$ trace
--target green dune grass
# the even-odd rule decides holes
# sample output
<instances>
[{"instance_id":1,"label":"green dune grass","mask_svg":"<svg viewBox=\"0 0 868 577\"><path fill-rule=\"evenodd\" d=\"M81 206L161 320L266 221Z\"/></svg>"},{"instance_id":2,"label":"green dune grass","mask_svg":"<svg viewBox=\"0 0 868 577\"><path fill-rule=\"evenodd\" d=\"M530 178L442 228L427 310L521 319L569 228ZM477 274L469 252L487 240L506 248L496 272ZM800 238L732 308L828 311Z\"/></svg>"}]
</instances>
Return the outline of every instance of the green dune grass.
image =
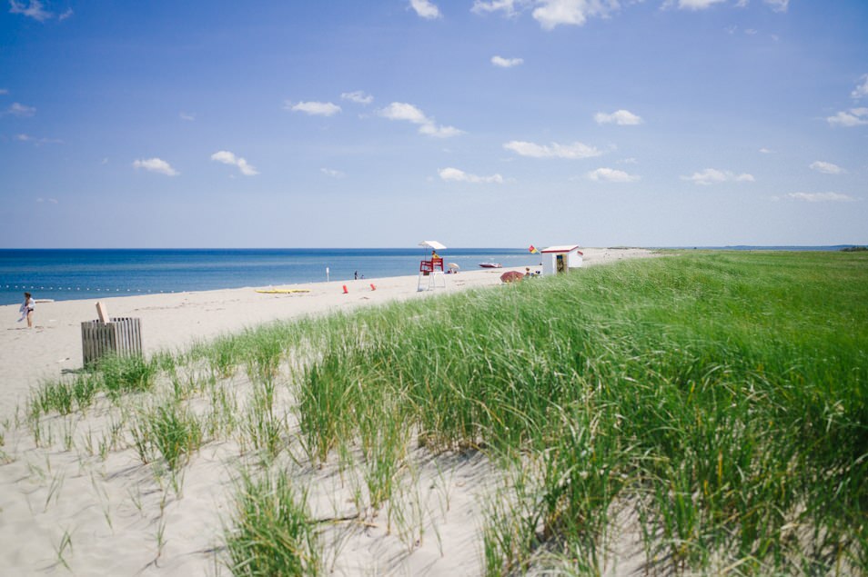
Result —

Goal:
Copy the lines above word for word, but leave the picture out of your copy.

Solution for this exercise:
$ trace
--target green dune grass
# the even-odd rule decides holes
# sample output
<instances>
[{"instance_id":1,"label":"green dune grass","mask_svg":"<svg viewBox=\"0 0 868 577\"><path fill-rule=\"evenodd\" d=\"M81 206L161 320L266 221Z\"/></svg>"},{"instance_id":2,"label":"green dune grass","mask_svg":"<svg viewBox=\"0 0 868 577\"><path fill-rule=\"evenodd\" d=\"M530 178L442 228L427 310L521 319L569 228ZM477 274L469 252L487 240L506 248L496 272ZM800 238L732 308L828 311Z\"/></svg>"}]
</instances>
Return the outline of every instance of the green dune grass.
image =
Result —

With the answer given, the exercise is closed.